Can you output, word for word, the lines in the entries below from the one containing "Q: For every instance of the forehead" through the one containing "[(334, 129)]", both included?

------

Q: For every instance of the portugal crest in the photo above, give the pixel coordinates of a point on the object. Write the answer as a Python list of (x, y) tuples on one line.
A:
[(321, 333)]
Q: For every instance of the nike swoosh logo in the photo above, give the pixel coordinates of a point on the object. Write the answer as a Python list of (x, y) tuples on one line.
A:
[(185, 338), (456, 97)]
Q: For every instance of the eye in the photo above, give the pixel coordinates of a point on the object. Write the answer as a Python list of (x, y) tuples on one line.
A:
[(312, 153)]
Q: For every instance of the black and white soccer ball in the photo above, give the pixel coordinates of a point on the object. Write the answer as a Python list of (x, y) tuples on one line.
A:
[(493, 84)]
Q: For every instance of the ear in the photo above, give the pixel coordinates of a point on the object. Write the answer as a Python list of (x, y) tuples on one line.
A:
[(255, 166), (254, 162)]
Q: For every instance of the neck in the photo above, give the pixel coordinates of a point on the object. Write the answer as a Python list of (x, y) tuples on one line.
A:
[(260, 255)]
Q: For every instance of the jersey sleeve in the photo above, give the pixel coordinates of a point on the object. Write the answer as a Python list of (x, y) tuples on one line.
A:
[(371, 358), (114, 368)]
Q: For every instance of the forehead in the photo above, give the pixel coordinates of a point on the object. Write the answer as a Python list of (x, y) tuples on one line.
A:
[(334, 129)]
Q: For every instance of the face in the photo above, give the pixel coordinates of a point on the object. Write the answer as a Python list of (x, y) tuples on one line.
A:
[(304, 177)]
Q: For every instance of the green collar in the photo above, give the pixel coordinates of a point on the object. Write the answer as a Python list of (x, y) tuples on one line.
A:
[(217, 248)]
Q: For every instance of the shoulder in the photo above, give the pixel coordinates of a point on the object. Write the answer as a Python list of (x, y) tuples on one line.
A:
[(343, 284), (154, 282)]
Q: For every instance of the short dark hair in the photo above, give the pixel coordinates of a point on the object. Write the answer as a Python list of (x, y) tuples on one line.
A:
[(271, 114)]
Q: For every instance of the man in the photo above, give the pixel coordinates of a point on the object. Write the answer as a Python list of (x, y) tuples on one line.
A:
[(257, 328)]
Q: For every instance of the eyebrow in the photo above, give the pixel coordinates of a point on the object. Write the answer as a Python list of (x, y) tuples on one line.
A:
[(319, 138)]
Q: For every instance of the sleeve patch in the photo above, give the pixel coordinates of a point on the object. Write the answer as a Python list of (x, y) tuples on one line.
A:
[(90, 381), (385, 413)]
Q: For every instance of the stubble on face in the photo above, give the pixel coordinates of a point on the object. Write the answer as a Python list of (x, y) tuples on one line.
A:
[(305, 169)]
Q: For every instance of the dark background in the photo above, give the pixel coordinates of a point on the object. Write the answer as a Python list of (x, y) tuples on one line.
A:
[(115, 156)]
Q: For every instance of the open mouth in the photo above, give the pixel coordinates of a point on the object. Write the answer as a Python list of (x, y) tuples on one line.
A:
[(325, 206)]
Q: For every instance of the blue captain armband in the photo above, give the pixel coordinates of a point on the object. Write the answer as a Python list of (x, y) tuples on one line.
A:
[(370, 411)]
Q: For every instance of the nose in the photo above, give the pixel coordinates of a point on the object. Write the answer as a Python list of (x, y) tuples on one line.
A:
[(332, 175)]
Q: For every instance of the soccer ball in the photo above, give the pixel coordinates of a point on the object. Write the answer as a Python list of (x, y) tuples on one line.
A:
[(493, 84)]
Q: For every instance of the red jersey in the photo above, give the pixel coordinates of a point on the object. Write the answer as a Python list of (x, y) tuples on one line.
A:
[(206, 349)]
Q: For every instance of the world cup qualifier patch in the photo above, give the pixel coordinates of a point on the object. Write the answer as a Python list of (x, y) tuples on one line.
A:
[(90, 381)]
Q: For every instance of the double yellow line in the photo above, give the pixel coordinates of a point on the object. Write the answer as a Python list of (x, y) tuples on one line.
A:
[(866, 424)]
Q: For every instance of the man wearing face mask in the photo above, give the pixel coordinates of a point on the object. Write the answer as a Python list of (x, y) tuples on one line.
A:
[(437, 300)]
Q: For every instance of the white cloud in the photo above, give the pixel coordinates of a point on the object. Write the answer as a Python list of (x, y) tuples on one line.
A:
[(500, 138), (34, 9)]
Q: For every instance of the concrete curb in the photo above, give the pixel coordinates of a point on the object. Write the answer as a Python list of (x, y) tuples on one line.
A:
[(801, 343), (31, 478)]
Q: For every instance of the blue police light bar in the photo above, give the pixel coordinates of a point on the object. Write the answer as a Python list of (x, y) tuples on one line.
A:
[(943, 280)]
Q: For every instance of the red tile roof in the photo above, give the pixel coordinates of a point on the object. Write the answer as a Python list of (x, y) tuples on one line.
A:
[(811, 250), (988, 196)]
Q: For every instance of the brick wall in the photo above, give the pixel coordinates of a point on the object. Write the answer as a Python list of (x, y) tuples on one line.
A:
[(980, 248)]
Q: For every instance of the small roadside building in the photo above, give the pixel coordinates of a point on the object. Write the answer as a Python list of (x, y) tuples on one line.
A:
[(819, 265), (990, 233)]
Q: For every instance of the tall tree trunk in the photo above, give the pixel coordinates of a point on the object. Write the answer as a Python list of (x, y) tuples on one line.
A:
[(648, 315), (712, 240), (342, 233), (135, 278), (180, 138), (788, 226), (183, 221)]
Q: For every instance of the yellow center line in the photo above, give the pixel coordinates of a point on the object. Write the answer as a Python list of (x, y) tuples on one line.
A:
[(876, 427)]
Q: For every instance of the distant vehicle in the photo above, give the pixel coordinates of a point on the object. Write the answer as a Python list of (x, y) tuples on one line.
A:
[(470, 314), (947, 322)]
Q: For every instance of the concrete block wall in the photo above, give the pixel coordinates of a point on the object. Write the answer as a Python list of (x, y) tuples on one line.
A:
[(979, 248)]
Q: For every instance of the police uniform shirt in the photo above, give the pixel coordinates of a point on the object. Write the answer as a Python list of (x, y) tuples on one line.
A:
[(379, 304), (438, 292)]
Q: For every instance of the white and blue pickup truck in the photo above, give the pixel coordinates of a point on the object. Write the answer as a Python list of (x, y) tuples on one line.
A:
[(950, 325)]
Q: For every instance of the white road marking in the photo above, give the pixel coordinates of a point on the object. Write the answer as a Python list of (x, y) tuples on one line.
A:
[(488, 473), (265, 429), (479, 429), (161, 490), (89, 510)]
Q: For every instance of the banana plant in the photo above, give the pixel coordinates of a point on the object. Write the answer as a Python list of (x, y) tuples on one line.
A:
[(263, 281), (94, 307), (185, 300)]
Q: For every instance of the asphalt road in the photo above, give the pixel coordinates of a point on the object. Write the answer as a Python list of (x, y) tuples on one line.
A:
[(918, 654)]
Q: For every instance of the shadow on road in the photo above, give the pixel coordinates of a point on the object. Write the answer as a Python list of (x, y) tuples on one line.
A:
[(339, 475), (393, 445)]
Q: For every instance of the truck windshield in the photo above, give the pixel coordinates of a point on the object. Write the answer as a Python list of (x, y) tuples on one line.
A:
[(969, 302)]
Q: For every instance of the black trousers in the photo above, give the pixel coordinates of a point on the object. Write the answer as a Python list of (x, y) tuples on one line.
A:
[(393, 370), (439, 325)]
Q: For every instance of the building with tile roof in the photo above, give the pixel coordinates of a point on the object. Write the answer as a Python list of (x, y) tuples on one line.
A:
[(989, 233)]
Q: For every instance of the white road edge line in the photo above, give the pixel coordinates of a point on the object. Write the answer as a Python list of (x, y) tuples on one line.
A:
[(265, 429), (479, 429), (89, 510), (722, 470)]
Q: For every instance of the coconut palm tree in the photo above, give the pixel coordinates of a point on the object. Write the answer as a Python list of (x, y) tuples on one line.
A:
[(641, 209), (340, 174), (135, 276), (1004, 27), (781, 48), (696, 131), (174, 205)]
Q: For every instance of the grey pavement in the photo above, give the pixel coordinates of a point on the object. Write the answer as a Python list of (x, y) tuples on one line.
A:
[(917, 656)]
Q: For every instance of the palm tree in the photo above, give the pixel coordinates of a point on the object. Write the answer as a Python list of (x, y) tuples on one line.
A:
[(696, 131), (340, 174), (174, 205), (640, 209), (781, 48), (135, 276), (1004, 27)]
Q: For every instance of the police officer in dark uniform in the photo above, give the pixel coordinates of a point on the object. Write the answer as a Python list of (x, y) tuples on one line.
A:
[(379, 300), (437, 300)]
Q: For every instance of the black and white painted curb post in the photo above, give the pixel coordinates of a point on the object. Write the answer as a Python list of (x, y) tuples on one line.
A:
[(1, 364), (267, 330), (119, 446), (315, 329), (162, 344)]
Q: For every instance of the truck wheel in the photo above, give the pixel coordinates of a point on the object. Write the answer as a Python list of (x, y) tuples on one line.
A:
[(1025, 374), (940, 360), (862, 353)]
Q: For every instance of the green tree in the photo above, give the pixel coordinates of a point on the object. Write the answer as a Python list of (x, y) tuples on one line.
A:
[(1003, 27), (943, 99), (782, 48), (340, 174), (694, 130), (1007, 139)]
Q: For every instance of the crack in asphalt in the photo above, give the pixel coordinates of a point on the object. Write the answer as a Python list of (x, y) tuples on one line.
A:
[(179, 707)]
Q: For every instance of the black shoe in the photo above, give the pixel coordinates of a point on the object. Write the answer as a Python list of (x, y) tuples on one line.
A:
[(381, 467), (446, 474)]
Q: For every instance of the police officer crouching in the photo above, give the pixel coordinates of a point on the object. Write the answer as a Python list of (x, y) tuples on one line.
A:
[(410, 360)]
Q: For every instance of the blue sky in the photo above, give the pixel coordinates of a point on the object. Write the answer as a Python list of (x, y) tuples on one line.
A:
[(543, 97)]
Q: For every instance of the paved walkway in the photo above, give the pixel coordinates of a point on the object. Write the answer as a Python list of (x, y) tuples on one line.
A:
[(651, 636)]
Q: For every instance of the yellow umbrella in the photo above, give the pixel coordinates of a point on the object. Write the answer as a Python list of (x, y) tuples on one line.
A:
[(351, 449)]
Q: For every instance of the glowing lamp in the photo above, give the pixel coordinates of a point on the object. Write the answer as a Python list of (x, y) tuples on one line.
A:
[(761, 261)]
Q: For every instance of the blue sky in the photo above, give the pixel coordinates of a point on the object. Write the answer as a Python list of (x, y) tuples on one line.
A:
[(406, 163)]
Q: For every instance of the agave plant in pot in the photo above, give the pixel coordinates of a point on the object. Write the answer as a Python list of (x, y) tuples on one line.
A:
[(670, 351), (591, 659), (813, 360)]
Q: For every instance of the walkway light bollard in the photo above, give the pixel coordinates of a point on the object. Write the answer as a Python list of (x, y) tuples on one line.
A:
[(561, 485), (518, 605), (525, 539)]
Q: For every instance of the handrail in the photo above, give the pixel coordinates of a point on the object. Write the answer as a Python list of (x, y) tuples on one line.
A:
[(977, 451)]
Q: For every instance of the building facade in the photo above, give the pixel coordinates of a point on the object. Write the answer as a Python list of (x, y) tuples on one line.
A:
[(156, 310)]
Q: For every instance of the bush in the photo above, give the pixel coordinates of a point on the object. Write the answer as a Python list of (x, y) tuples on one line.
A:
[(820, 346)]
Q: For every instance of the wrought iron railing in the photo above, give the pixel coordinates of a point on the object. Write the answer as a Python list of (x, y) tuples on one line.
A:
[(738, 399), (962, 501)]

------

> **Final answer**
Q: For every instance of the forehead in the photo above, give the pixel coordinates of a point on the object. Write the answer as a Python list of (x, y) tuples on one line.
A:
[(334, 129)]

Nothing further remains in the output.